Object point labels
------------------------------------------------------------

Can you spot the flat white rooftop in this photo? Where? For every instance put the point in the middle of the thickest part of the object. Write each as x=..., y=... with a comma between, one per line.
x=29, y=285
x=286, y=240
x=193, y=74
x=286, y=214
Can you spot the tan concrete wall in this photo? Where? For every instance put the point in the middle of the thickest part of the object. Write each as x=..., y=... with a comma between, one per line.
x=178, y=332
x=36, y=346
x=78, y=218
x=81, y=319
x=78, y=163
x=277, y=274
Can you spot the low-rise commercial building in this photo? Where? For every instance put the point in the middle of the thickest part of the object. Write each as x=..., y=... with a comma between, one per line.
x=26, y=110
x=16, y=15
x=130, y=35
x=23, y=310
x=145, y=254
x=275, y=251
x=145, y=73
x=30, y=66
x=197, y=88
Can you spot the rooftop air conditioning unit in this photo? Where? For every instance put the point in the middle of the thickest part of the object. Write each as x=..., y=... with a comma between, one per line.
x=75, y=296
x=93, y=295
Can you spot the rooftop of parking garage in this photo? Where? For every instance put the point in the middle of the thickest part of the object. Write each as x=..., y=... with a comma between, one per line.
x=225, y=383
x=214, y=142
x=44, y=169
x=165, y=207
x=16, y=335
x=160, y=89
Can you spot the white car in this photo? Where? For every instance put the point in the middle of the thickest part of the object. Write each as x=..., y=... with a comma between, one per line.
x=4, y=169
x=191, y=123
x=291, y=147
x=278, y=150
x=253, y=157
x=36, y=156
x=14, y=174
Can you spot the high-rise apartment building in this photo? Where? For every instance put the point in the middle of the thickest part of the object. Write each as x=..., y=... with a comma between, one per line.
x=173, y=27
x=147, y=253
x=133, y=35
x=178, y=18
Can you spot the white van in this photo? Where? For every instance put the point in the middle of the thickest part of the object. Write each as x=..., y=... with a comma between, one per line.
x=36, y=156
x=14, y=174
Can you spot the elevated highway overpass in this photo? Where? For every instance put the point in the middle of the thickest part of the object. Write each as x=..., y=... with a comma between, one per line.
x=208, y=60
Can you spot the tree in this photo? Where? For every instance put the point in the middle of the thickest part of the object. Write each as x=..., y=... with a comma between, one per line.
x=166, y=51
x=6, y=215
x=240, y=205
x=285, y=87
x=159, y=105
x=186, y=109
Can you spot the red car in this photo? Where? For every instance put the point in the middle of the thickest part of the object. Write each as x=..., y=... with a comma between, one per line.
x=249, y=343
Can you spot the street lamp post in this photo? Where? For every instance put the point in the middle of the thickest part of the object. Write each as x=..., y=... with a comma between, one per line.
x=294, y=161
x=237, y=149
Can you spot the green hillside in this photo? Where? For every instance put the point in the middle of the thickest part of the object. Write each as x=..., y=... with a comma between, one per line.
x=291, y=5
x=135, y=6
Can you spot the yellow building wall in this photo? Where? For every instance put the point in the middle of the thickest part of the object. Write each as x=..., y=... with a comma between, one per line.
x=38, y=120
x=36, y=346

------------------------------------------------------------

> **YOUR OBJECTIVE**
Reproduce the records from their start through the line with "x=286, y=214", changing "thickest part" to "widest part" and leaving everything else untouched.

> **PROBLEM SOLUTION**
Can you spot the flat white rooftop in this photo? Where? For every instance put the point in the middle of the widest part of the object. Write each as x=..., y=... with a comma between, one per line.
x=29, y=285
x=286, y=240
x=193, y=74
x=286, y=214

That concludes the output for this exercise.